**What you have to do**
Each record below needs to be written out exactly as it appears.

**Materials provided**
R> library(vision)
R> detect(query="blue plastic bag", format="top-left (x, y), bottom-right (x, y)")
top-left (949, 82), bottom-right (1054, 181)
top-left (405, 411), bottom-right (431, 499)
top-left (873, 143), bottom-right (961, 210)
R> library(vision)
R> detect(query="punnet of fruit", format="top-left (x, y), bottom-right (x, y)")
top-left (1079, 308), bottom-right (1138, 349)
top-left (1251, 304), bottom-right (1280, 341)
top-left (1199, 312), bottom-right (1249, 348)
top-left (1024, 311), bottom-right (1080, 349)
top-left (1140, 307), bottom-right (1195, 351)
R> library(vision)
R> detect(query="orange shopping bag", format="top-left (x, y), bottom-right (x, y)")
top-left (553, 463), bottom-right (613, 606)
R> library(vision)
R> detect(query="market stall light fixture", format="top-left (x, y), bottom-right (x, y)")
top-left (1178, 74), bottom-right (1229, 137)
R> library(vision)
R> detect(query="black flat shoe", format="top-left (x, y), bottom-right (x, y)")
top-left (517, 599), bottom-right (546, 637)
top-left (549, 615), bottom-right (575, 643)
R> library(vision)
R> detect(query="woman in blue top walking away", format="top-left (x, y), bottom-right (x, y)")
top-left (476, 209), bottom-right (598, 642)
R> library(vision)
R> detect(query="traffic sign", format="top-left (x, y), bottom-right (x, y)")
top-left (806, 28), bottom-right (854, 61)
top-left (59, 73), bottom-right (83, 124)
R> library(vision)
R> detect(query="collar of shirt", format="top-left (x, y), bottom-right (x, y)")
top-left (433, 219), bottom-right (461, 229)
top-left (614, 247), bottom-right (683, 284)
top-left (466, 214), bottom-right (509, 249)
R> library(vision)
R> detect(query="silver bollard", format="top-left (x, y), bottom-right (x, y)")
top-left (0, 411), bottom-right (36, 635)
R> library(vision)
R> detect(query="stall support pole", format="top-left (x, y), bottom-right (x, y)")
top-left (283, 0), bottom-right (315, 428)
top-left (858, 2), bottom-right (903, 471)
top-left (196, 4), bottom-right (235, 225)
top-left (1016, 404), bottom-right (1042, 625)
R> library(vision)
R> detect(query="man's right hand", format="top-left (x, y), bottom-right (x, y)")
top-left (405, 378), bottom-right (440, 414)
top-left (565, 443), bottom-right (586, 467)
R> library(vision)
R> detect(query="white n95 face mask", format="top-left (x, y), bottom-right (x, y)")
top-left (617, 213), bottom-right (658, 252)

**Problem solution**
R> library(vision)
R> detect(query="blue plastic bag", format="top-left (x, y), bottom-right (x, y)")
top-left (949, 82), bottom-right (1054, 181)
top-left (405, 411), bottom-right (431, 499)
top-left (873, 143), bottom-right (961, 210)
R> library(vision)
R> detect(query="punnet of fruit", format="top-left (x, y), bottom-right (x, y)")
top-left (1079, 308), bottom-right (1138, 349)
top-left (1251, 304), bottom-right (1280, 341)
top-left (1199, 312), bottom-right (1249, 348)
top-left (1024, 311), bottom-right (1080, 349)
top-left (1140, 307), bottom-right (1195, 351)
R> library(vision)
R> detect(query="orange shopping bag", format="top-left (x, y), bottom-right (x, y)")
top-left (553, 463), bottom-right (613, 606)
R> library(vision)
R> detect(query="market stall light fixture", format="top-left (x, y), bottom-right (x, y)")
top-left (1178, 74), bottom-right (1229, 137)
R> library(vision)
R> detect(query="black flat shoe", format="top-left (x, y), bottom-right (x, y)")
top-left (517, 599), bottom-right (546, 637)
top-left (549, 615), bottom-right (575, 643)
R> library(vision)
R> detect(query="woman in blue top walking away", format="top-left (x, y), bottom-right (x, y)")
top-left (476, 209), bottom-right (598, 642)
R> library(vision)
R> detect(query="traffic sign", format="top-left (x, y), bottom-right (x, y)")
top-left (806, 28), bottom-right (854, 61)
top-left (59, 73), bottom-right (83, 124)
R> library(vision)
R> detect(query="collar of shirt", format="top-left (x, y), bottom-right (x, y)")
top-left (433, 219), bottom-right (461, 229)
top-left (614, 247), bottom-right (683, 284)
top-left (466, 214), bottom-right (509, 249)
R> library(vision)
R> detect(query="silver bollard", format="top-left (x, y), bottom-right (x, y)")
top-left (0, 411), bottom-right (36, 635)
R> library(vision)
R> detect(query="stall support pole", format="top-left (x, y), bottom-right (x, y)")
top-left (283, 0), bottom-right (315, 428)
top-left (858, 2), bottom-right (903, 471)
top-left (196, 4), bottom-right (235, 225)
top-left (1016, 404), bottom-right (1042, 625)
R> library(vision)
R> detect(query="man's right hand", format="top-left (x, y), bottom-right (x, y)")
top-left (405, 378), bottom-right (440, 414)
top-left (565, 443), bottom-right (586, 467)
R> library(vision)
R> detect(query="white n95 face mask", format="top-left (x, y), bottom-right (x, y)")
top-left (617, 213), bottom-right (658, 252)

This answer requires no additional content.